» **Instruction**:
Copy nothing but the text: reproduce each line of the listing exactly and leave the pictures out.

◆ ◆ ◆ ◆ ◆ ◆ ◆

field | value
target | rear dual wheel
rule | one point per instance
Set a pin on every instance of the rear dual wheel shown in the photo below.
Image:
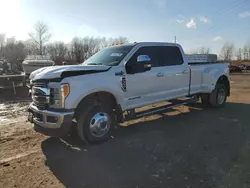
(217, 98)
(95, 122)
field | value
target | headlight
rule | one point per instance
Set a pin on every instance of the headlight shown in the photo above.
(58, 96)
(64, 92)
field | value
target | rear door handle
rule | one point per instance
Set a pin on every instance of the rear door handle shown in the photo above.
(160, 74)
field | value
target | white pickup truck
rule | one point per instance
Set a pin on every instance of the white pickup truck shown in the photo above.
(110, 85)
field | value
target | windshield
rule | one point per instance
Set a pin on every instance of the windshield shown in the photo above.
(109, 56)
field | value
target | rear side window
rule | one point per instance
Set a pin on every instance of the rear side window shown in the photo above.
(169, 55)
(151, 51)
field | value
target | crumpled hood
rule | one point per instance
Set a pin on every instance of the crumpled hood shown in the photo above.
(56, 71)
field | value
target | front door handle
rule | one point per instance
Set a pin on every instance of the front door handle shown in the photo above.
(160, 74)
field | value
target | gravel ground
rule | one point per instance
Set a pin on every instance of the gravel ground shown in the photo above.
(185, 147)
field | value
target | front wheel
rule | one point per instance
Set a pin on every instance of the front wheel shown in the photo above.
(95, 122)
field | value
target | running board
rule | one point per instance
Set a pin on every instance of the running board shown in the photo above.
(174, 103)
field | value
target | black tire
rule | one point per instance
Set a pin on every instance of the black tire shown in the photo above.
(205, 100)
(85, 115)
(215, 99)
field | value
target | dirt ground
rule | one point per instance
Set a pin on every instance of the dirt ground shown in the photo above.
(185, 147)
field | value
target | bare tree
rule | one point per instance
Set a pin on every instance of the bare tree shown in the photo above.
(2, 40)
(227, 51)
(245, 52)
(57, 50)
(201, 50)
(13, 50)
(239, 54)
(40, 36)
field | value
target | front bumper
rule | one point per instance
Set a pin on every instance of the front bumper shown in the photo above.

◆ ◆ ◆ ◆ ◆ ◆ ◆

» **The completed task**:
field | value
target | rear dual wheel
rule | one point per instance
Set a pin on every instance of the rear dual wheel shown in the photo below.
Image:
(217, 98)
(95, 122)
field | value
target | headlight
rule | one point per instance
Set a pin on every instance of the headlight shown in the photo above.
(58, 96)
(64, 92)
field | value
target | rear door handle
rule | one point per instance
Set a pin on every instance of the rear door handle shown in the photo above.
(160, 74)
field | value
target | white pickup truck
rule | one point per instance
Set a pin on every instance of the white pickup truck shown in the photo above.
(110, 85)
field | value
target | windshield
rule | one point per instance
Set a pin on every instance of the windshield shown in the photo above.
(109, 56)
field | value
target | rear side window
rule | one point per instance
Set a pin on every instance of the rear side window shown in the photo above.
(169, 55)
(151, 51)
field | value
target | crumpled hood
rule | one point per instance
Set a pin on every instance of the crumpled hood shown in the photo above.
(56, 71)
field | value
target | front door handle
rule | one point per instance
Set a pin on every instance of the front door handle shown in the photo above.
(160, 74)
field | value
target | gravel ground
rule | one point per instance
Set a pin on every instance of the gravel ground shown in the photo above.
(185, 147)
field | value
target | front wheel
rule | one point per instance
Set a pin on every instance of the front wheel shown in the photo above.
(95, 122)
field | value
target | running board
rule | one point per instance
Set a pin on every instance of the running board shown in the photo above.
(174, 103)
field | value
target | black tire
rule | one point per instance
Set a pin on every instance of the black tire shown in the photo above.
(205, 100)
(85, 115)
(215, 99)
field | value
target | dirt ground
rule | one point per instance
Set a pin on every instance of the dirt ground shown in the photo above.
(185, 147)
field | value
target | bare tree
rule | one point per instance
Set a pin on every instance of the bare tree shown in the photo above.
(2, 40)
(227, 51)
(245, 52)
(57, 50)
(201, 50)
(13, 50)
(239, 54)
(40, 36)
field | value
target | front bumper
rule | one point per instance
Set a pin on every instance of the front bumper shown in the photo above.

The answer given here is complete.